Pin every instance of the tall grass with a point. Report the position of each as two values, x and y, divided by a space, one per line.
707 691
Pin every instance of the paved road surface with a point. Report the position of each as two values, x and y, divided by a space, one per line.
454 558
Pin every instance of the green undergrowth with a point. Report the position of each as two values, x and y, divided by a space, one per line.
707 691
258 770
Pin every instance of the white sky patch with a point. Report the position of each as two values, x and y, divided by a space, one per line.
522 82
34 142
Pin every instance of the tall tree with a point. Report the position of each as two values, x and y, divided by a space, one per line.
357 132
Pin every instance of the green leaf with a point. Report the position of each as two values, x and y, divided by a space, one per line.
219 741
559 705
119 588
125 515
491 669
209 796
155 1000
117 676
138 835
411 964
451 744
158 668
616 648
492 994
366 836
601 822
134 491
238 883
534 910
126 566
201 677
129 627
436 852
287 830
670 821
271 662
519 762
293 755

****************

PROBLEM: Write every record out again, unaltered.

OUTPUT FOR THIS EXERCISE:
Pin every instance of the tall grass with a point. Report the position of each as two values, x and y, divided by a space, one per line.
707 691
Pin every instance of the paved road surface with a point. Report the position of each as two values, x and y, divided by a space, one per line.
454 558
Pin every instance of the green undergrowth with a point. Report the position of each as two values, x and y, divided by a space, one per line.
707 691
258 770
Pin every instance of the white sky patch with a point. Report the position of each as two values, x and y, divided by a space, one per line.
522 82
34 142
Pin every instance of the tall tree with a point. Report the position of each as two values, x and y, divided by a space, one per line.
357 132
Pin every instance of the green leaf with a point. Report the position of each as two values, x and y, divided by a space, one per line.
219 741
559 705
119 588
125 515
491 669
209 796
155 1000
117 676
138 835
411 964
451 744
158 668
616 648
492 994
366 836
601 822
134 491
238 883
534 910
126 566
201 677
129 627
436 852
287 830
670 821
271 662
519 762
293 755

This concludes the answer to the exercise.